Stated problem A: From the tax recovery passage, echo the wording that begins at the words "(e) affect any" and stops after the words "the repealed Act),--......".
Stated problem B: According to the tax recovery passage, which section of the new Act repealed the old Act?

Page:
8. The new Act has made provisions for the recovery of the tax dues of an assessee. These provisions are contained in the rules under the Second Schedule to the new Act. The proceedings were started under the Bengal Public Demands Recovery Act, in accordance with the provisions of Section 46(2) of the old Act. Under the old Act, read with the provisions of the Bengal Public Demands Recovery Act, the arrears of tax are recovered as arrears of land revenue. Under the new Act, however, it is not recovered as an arrear of land revenue. After a certificate is filed and a notice thereof is served upon the certificate-debtor under Section 8 of the Bengal Public Demands Recovery Act, the certificate-debtor has the right to file a petition of objection denying his liability for the certificate dues. There is no such provision under the new Act. It is apparent that the procedure prescribed by the Public Demands Recovery Act is different from the procedure under the new Act.

9. The old Act was repealed by Section 297(1) of the new Act. The question that necessarily arises is whether the provisions of Section 6 of the General Clauses Act will apply. Section 6 provides as follows ;

' 6. Effect of repeal.--Where this Act, or any Central Act or Regulation made after the commencement of this Act, repeals any enactment hitherto made or hereafter to be made then, unless a different intention appears, the repeal shall not-

(a) revive anything not in force or existing at the time at which the repeal takes effect; or

(b) affect the previous operation of any enactment so repealed or anything duly done or suffered thereunder; or

(c) affect any right, privilege, obligation or liability acquired, accrued or incurred under any enactment so repealed ; or

(d) affect any penalty, forfeiture or punishment incurred in respect of any offence committed against any enactment so repealed ; or

(e) affect any investigation, legal proceeding or remedy in respect of any such right, privilege, obligation, liability, penalty, forfeiture, or punishment as aforesaid;

and any such investigation, legal proceeding or remedy may be instituted, continued or enforced, and any such penalty, forfeiture or punishment may be imposed as if the repealing Act or Regulation had not been passed. '

10. There can be no doubt that Section 6 will not apply if a different intention appears in the repealing Act. It is contended by Mr. Balai Pal, learned advocate appearing on behalf of the revenue, that a different intention appears from Clause (j) of Sub-section (2) of Section 297 of the new Act. Clause (j) provides as follows :

' (2), Notwithstanding the repeal of the Indian Income-tax Act, 1922 (XI of 1922), (hereinafter referred to as the repealed Act),--......

Extracted data entries:
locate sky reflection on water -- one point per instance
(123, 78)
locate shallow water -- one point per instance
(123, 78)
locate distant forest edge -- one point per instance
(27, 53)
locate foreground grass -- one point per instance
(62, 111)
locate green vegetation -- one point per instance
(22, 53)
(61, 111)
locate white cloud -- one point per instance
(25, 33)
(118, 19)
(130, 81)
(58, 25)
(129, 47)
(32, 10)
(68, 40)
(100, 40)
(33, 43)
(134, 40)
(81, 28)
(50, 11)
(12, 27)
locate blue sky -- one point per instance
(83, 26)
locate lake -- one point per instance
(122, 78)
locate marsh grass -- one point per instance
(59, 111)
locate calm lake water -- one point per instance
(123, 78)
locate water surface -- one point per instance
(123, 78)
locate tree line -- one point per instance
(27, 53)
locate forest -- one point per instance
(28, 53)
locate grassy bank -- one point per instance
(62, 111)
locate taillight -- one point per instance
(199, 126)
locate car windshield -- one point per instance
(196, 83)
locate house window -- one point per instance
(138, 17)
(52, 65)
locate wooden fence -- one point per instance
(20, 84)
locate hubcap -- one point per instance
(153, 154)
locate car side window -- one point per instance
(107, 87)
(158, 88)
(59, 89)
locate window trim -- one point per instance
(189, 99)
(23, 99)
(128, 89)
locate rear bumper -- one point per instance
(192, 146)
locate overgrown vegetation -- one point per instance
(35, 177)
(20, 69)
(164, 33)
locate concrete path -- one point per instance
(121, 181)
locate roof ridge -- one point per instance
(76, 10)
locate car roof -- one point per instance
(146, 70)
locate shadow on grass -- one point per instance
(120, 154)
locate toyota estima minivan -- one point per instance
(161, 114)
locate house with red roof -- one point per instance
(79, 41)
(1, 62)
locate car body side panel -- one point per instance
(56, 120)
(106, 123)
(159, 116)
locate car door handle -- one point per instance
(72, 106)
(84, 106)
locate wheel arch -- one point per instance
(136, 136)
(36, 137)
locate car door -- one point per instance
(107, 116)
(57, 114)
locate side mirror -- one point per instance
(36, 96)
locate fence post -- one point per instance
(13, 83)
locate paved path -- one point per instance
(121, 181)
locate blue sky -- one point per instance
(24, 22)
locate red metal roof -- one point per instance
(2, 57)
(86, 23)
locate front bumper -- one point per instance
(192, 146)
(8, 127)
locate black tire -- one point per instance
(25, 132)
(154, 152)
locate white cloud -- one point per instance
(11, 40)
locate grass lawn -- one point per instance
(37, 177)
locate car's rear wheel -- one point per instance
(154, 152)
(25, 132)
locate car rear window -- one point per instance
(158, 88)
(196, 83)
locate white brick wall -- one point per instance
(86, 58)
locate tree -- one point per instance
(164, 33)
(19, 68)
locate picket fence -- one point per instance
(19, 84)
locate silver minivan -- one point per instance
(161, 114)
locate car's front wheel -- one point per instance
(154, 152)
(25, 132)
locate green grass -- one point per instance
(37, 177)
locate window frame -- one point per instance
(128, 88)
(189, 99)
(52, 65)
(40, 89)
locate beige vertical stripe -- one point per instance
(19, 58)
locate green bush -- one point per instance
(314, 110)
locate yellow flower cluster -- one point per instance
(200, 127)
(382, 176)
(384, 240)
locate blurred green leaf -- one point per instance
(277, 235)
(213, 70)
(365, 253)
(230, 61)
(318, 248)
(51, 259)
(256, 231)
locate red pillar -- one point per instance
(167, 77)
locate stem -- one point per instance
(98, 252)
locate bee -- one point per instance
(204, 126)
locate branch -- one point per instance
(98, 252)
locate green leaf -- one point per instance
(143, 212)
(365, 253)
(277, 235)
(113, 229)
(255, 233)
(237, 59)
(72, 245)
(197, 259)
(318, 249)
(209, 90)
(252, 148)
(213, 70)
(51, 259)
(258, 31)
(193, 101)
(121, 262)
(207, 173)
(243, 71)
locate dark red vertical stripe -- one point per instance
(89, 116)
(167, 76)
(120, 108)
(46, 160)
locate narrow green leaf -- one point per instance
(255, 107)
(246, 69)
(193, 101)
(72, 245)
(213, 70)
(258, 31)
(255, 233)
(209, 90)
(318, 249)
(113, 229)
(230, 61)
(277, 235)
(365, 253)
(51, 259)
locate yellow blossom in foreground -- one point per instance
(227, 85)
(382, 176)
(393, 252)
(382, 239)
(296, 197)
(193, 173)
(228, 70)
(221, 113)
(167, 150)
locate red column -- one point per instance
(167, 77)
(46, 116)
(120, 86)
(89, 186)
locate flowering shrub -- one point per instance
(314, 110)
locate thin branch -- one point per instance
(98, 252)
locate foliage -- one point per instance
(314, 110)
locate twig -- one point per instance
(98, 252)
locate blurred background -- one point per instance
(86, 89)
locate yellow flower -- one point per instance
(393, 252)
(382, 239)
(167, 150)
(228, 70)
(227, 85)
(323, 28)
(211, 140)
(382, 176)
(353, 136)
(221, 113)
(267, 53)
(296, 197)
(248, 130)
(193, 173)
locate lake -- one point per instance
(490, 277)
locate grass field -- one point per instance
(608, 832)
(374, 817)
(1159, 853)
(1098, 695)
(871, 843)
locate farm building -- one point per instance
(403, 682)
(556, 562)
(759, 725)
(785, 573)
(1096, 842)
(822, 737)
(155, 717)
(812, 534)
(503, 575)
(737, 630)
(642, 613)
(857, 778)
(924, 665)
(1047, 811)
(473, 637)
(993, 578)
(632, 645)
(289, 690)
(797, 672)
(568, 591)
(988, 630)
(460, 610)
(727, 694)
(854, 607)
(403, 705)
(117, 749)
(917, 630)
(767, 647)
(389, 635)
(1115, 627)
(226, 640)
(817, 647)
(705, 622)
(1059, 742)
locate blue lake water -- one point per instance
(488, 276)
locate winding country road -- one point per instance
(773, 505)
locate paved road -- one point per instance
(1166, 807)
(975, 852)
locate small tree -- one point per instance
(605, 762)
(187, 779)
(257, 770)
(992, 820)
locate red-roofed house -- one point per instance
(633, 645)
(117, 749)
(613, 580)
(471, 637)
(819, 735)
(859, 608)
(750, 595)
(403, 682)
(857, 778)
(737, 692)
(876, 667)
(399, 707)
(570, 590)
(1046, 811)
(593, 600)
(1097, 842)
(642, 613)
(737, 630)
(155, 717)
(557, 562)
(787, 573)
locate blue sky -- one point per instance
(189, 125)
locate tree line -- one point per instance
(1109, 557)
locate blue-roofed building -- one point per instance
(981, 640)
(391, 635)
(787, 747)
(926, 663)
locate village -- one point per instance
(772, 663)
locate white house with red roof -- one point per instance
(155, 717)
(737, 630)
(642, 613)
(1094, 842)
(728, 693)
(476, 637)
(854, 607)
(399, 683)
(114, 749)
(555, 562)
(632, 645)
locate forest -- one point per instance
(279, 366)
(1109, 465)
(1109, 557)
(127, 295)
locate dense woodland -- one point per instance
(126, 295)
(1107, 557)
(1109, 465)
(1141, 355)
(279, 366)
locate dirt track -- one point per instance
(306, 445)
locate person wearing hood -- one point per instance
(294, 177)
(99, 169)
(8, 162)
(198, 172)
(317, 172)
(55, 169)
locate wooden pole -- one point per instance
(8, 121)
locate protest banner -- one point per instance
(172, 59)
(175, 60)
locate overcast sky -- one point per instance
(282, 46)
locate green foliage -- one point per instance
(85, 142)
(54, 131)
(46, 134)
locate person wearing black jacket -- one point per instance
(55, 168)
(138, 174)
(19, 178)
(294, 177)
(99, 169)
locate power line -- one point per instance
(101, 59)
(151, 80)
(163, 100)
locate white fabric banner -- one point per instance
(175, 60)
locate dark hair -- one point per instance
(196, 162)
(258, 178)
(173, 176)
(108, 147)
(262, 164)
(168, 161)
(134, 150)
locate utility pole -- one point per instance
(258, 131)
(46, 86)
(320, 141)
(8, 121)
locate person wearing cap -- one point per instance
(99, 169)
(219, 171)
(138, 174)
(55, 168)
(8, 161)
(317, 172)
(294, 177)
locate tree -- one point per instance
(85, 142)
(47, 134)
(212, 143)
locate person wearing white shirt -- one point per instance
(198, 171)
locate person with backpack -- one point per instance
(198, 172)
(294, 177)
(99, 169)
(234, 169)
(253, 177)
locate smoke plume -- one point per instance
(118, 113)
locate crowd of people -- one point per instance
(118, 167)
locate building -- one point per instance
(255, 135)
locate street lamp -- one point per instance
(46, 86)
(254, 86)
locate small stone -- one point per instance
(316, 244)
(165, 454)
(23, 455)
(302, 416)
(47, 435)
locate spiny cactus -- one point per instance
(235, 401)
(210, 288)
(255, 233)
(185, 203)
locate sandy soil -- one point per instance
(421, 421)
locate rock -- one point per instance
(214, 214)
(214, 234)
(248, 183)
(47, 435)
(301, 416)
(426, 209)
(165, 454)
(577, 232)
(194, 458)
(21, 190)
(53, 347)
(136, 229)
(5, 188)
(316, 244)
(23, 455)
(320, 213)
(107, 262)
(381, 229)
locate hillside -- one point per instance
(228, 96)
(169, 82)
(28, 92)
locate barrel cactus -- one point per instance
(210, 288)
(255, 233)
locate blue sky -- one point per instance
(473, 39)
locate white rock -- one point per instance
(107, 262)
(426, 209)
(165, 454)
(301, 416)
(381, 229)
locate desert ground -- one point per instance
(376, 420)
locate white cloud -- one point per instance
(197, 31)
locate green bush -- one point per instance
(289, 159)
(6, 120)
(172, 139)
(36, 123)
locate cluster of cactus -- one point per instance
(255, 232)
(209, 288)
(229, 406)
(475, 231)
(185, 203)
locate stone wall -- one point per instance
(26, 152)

Exercise response A:
(e) affect any investigation, legal proceeding or remedy in respect of any such right, privilege, obligation, liability, penalty, forfeiture, or punishment as aforesaid;

and any such investigation, legal proceeding or remedy may be instituted, continued or enforced, and any such penalty, forfeiture or punishment may be imposed as if the repealing Act or Regulation had not been passed. '

10. There can be no doubt that Section 6 will not apply if a different intention appears in the repealing Act. It is contended by Mr. Balai Pal, learned advocate appearing on behalf of the revenue, that a different intention appears from Clause (j) of Sub-section (2) of Section 297 of the new Act. Clause (j) provides as follows :

' (2), Notwithstanding the repeal of the Indian Income-tax Act, 1922 (XI of 1922), (hereinafter referred to as the repealed Act),--......

Exercise response B: Section 297(1) of the new Act.